- Data to process
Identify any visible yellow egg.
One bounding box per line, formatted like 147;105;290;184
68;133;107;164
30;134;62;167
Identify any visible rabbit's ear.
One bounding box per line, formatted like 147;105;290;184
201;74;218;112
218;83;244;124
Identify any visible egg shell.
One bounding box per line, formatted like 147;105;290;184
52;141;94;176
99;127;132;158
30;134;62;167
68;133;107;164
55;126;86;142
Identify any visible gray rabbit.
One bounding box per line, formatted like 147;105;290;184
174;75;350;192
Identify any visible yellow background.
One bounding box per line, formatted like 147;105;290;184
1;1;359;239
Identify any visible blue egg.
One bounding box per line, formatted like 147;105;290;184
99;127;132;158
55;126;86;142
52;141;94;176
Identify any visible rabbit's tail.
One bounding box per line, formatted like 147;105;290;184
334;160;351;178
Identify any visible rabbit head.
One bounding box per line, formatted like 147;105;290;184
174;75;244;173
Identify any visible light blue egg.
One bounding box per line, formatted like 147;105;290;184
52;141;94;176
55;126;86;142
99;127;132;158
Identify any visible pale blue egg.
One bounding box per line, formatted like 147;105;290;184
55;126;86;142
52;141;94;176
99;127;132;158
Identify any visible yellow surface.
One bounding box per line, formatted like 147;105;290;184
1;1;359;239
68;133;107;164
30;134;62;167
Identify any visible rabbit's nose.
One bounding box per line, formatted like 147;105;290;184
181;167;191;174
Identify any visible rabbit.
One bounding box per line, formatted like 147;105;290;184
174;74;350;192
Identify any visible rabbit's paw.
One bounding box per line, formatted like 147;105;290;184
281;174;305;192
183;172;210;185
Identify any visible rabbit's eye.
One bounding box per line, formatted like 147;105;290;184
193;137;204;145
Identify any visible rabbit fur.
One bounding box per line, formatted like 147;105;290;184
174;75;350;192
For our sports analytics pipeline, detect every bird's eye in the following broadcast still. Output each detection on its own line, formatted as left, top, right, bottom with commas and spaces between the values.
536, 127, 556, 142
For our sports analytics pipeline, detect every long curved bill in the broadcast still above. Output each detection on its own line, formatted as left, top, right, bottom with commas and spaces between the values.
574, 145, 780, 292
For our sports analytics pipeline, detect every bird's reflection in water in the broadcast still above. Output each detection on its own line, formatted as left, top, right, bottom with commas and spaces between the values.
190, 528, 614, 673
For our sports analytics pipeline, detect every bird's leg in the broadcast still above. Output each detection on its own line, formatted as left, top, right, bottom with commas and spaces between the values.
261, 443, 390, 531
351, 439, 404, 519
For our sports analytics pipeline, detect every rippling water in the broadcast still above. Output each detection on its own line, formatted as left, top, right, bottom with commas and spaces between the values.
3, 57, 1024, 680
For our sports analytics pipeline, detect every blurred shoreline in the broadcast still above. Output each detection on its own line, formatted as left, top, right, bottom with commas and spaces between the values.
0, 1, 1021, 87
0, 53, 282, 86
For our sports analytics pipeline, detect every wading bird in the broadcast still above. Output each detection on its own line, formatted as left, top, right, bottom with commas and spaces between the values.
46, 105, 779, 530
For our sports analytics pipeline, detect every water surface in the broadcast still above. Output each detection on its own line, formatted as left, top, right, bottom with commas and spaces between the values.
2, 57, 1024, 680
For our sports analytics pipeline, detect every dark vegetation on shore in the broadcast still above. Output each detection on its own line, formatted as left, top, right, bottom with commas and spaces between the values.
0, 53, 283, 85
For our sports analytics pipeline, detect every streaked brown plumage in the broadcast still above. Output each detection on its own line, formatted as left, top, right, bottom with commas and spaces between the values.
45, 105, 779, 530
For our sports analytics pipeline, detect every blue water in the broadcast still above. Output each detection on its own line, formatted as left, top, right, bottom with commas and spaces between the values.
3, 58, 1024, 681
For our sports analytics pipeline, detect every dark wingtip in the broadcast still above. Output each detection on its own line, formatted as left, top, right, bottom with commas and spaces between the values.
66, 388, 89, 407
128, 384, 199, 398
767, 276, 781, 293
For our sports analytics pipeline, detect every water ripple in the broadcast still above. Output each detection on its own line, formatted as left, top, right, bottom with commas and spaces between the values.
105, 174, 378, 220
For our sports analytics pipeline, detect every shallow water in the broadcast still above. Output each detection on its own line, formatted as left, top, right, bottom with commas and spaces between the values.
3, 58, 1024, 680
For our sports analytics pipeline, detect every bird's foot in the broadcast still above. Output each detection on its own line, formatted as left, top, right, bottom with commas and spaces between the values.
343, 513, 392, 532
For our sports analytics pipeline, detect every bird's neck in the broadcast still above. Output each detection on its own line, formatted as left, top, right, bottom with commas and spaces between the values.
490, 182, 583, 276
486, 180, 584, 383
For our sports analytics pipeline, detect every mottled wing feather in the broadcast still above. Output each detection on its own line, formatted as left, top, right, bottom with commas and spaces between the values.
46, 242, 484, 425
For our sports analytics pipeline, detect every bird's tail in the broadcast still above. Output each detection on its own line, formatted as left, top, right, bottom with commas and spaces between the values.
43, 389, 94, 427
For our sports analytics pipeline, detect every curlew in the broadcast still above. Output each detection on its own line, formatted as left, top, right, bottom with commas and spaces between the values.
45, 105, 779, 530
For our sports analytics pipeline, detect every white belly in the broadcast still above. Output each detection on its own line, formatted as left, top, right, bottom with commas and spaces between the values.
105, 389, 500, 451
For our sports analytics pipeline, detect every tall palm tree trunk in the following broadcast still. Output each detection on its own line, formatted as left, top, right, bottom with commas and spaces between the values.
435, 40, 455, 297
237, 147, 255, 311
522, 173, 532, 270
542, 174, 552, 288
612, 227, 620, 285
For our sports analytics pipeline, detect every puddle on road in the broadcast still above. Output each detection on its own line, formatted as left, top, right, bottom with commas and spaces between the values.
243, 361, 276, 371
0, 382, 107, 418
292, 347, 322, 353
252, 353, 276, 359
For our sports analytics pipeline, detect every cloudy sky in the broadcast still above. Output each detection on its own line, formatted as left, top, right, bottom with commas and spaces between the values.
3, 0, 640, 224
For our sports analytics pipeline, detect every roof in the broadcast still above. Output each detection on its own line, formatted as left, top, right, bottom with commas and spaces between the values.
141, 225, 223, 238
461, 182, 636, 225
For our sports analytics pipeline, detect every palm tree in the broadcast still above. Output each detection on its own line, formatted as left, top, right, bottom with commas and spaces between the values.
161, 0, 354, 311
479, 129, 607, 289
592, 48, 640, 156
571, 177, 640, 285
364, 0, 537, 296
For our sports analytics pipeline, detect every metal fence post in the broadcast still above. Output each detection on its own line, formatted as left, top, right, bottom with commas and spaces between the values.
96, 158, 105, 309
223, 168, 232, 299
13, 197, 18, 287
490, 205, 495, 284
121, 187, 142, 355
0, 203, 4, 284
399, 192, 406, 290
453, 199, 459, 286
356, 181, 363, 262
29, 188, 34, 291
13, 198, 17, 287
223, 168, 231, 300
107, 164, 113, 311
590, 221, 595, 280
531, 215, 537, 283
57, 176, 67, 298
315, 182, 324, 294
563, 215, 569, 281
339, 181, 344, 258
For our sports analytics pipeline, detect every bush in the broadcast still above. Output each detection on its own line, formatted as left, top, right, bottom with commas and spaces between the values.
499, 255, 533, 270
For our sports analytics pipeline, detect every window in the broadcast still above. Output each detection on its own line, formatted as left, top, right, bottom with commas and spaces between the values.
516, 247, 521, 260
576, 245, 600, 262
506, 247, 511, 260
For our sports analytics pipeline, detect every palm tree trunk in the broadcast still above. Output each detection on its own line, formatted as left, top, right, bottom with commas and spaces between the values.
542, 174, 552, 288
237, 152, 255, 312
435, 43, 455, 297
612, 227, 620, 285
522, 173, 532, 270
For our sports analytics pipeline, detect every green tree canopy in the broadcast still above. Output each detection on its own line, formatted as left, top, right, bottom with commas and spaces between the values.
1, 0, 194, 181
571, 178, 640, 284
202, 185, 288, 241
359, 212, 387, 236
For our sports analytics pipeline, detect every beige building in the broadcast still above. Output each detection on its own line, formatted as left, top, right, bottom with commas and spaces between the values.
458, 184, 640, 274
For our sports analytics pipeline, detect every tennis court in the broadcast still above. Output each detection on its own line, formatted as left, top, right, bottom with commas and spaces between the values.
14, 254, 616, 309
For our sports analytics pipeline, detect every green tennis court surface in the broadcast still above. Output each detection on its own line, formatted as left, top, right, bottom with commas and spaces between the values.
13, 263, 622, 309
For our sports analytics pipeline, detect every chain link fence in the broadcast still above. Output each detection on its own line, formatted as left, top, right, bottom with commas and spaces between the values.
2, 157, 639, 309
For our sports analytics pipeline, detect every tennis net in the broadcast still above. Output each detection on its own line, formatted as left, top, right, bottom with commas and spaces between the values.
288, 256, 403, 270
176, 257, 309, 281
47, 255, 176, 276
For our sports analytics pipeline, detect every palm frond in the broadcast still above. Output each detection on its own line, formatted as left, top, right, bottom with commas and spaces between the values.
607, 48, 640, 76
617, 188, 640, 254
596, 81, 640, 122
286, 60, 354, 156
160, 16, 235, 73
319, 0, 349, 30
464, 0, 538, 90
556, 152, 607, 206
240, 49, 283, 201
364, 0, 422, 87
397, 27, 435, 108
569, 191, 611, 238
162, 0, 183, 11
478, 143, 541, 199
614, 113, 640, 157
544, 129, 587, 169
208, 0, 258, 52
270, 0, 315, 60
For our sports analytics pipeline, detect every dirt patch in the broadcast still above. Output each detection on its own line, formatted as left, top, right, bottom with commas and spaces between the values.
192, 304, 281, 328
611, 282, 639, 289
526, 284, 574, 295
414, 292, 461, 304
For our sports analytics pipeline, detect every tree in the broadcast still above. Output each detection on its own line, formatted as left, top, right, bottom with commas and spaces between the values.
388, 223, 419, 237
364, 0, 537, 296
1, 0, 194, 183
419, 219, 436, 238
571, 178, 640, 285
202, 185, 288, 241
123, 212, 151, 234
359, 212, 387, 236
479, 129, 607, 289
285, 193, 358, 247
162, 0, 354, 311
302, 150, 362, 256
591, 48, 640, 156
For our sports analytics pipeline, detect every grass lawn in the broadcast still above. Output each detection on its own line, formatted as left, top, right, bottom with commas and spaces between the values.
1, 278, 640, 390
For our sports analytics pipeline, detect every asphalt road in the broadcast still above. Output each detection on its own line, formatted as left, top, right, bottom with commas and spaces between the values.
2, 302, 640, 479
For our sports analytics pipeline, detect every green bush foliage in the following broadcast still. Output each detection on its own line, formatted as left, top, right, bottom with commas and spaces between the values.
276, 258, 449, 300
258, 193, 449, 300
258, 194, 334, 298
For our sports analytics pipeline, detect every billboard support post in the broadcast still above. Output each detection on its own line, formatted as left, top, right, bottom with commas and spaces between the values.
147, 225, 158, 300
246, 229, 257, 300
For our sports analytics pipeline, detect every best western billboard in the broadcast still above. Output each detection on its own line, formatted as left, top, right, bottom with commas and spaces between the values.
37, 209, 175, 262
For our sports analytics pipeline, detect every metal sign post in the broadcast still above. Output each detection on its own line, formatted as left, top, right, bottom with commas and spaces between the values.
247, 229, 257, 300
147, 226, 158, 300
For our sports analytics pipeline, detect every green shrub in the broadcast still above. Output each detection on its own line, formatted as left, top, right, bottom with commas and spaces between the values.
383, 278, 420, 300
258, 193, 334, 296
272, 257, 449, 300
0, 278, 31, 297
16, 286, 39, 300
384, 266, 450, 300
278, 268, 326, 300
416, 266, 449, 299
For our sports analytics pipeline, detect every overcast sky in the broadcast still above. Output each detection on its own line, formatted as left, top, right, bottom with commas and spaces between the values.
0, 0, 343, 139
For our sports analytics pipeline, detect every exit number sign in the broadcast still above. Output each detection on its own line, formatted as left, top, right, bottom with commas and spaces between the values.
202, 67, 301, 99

- Your instructions
From the data above, output exactly the lines between the one containing "Identify any visible egg shell." and the one containing "Identify any visible rabbit head.", counting both of them.

- Solution
Identify any visible egg shell.
One bounding box per line, formatted like 147;105;290;184
52;141;94;176
99;127;132;158
30;134;62;167
68;133;107;164
55;126;86;142
Identify any visible gray rabbit.
One bounding box per line, formatted like 147;105;290;184
174;75;350;192
Identify any visible yellow background.
One bounding box per line, formatted like 147;105;290;184
1;1;359;239
Identify any visible blue egg.
One bounding box per line, formatted like 147;105;290;184
99;127;132;158
55;126;86;142
52;141;94;176
Identify any visible rabbit's tail.
One bounding box per line, formatted like 147;105;290;184
334;160;351;178
Identify any visible rabbit head.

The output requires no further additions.